## RECORDS FOR THIS EXERCISE
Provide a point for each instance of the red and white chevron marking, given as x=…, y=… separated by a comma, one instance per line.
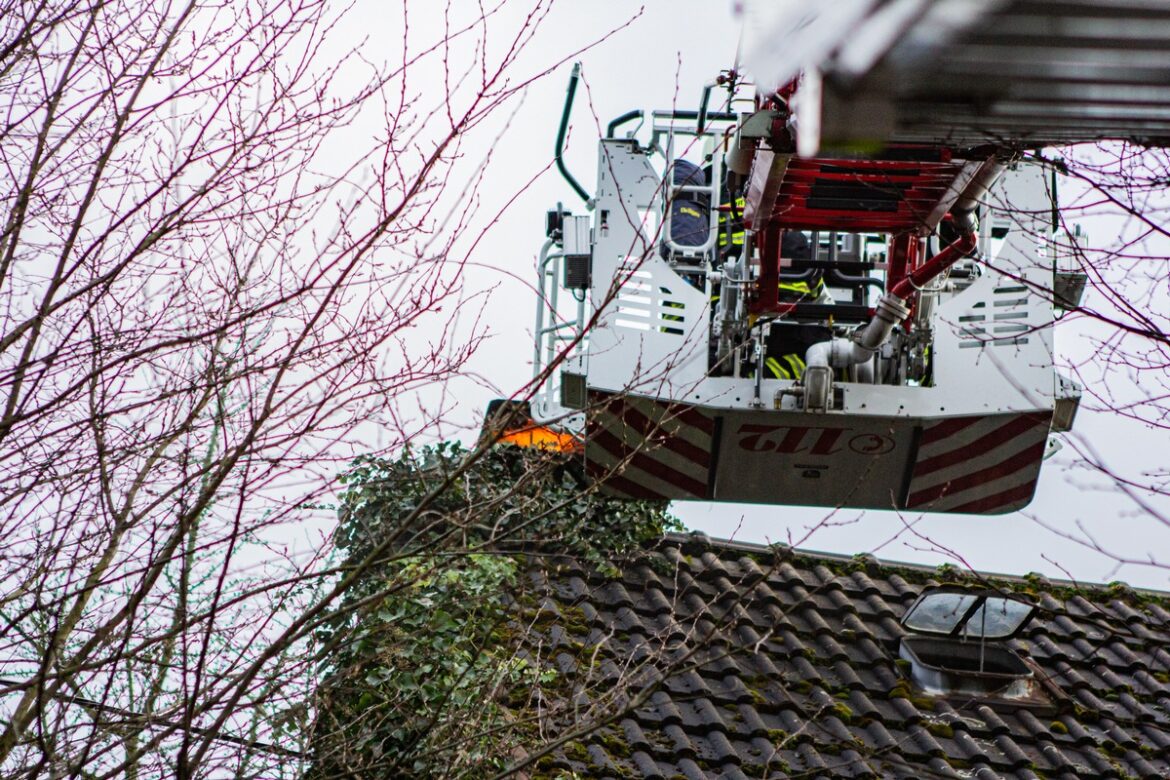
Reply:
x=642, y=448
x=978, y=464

--

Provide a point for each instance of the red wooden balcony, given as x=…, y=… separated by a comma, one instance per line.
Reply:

==

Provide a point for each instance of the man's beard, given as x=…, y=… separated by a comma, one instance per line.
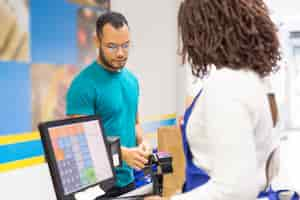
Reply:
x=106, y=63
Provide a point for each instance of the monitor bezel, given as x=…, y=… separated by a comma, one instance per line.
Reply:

## EXERCISE REQUIREMENTS
Can you rewrite everything from "Provide a point for each instance of the red and" down to "x=978, y=464" with "chevron marking" swapped for "diagonal stripe", changing nothing else and leaving out the pictures?

## EXERCISE OUTPUT
Provide a point for each instance of the red and white diagonal stripe, given as x=…, y=… separated by a comma, one instance per line.
Reply:
x=642, y=448
x=978, y=464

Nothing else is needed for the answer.